===== Source document =====

You will probably choose only one color system for most of your work, because software can make conversions between them for you. Expert color communication, however, will require you to understand color specification in all of the systems to produce the color characteristics suited to each mapping challenge. To do this, you will need to understand the utility of three-dimensional perceptual color space and specify colors with specific hue, lightness, and saturation characteristics in CMYK and RGB systems.
Map designers who produce quality maps know how to work with color on their computers and consider the following:
perceptual dimensions of hue, lightness, and saturation
perceptual color systems and their relationship to HSV and color mixture cubes
how to mix color to create map symbols using CMYK and RGB
Maps mostly fall into two categories: reference maps and thematic maps. On reference maps, color hue is used to symbolize different kinds of features. A simple example is using blue and green to differentiate water from land areas, but maps often show features that people do not see on the ground and that have no direct association with particular hues. When mapping this sort of thematic data, hue has an analytical purpose. You will rarely choose colors that are associated with land surface characteristics when designing a thematic map. For example, public land may be mapped in yellow and private land in brown. Areas of a state that lost population could be shown in orange, and areas that gained population could be shown in purple. The blue/green, yellow/brown, and orange/purple examples seem to simply be pairs of “colors,” so why use this extra word “hue?”

===== Dataset records =====

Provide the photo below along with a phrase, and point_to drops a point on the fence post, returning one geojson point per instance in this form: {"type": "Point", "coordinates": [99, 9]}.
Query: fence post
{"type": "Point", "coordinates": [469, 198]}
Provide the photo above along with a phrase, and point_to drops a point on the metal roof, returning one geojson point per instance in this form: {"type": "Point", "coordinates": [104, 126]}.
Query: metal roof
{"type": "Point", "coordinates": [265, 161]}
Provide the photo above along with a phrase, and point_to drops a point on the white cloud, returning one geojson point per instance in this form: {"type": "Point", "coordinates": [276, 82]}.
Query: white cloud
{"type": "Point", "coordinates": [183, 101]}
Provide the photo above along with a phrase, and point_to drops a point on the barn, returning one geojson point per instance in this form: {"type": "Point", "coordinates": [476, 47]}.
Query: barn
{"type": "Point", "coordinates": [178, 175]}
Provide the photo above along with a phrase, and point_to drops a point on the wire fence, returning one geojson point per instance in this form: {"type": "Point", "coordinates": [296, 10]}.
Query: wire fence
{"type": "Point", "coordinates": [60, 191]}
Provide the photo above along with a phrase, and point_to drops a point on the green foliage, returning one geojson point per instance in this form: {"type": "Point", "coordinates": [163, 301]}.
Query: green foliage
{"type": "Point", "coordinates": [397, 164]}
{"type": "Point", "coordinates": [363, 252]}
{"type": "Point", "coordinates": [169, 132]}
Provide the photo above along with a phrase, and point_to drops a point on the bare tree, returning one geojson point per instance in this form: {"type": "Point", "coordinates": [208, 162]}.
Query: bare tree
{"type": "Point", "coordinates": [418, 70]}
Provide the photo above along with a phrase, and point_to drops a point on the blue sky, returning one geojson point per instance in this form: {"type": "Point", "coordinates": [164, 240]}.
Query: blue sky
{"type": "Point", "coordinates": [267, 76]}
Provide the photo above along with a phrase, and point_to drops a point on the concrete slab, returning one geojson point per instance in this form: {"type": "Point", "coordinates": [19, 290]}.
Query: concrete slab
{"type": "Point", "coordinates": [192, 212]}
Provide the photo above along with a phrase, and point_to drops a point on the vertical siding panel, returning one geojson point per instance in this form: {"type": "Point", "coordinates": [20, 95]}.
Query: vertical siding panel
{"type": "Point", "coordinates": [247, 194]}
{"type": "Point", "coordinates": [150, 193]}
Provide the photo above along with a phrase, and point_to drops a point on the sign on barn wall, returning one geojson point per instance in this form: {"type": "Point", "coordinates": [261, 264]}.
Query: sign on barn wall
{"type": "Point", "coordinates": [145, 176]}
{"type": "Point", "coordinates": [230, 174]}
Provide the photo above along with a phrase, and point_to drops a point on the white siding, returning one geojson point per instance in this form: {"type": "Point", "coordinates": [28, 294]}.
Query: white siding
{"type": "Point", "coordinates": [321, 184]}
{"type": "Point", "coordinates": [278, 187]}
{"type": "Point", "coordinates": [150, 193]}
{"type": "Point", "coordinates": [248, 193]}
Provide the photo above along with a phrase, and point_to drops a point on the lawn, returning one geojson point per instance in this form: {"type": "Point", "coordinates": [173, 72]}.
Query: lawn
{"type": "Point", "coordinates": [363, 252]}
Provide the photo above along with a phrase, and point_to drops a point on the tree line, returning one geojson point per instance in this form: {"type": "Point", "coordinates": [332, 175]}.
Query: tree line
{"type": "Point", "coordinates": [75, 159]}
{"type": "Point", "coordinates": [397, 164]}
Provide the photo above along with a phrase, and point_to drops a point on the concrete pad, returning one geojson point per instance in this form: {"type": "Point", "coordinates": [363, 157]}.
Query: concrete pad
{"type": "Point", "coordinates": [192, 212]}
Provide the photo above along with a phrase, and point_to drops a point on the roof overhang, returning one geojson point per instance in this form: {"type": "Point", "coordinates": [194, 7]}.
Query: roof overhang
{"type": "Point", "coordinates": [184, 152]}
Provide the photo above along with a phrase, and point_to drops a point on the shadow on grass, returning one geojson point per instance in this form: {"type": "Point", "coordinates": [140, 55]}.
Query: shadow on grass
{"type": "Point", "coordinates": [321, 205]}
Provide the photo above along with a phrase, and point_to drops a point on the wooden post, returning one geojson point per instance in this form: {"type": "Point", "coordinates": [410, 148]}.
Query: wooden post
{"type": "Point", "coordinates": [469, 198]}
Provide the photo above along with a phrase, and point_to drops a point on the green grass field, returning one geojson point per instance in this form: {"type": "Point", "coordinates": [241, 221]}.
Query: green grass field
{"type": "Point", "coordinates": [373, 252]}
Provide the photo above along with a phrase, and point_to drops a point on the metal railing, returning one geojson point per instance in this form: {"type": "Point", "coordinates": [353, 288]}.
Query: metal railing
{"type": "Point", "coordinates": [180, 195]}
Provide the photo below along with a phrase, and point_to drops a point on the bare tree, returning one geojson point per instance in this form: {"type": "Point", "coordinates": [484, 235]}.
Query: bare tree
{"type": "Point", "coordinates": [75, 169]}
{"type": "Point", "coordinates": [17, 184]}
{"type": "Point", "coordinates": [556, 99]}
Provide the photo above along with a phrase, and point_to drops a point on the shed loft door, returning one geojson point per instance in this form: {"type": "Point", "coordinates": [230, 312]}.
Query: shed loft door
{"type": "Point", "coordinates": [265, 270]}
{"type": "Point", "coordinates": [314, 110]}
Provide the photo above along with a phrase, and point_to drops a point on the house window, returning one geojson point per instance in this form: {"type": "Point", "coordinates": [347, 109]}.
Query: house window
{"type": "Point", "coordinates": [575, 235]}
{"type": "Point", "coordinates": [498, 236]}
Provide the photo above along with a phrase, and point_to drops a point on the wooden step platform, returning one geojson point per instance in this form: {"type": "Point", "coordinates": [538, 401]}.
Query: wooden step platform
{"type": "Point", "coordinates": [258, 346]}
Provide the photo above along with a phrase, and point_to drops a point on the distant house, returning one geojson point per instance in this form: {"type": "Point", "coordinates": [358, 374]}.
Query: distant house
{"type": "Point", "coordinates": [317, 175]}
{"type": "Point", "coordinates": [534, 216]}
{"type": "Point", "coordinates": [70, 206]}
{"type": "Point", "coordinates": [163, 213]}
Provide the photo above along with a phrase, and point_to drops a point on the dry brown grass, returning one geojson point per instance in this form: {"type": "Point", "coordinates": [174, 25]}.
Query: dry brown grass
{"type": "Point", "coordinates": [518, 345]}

=====

Given task »
Answer these questions from the passage on map color:
(a) In which two systems does the passage say you will need to specify colors with particular hue, lightness, and saturation?
(b) What two categories do maps mostly fall into?
(c) In the example, what colors might public land and private land be mapped in?

Full solution »
(a) CMYK and RGB
(b) Reference maps and thematic maps
(c) Public land in yellow, private land in brown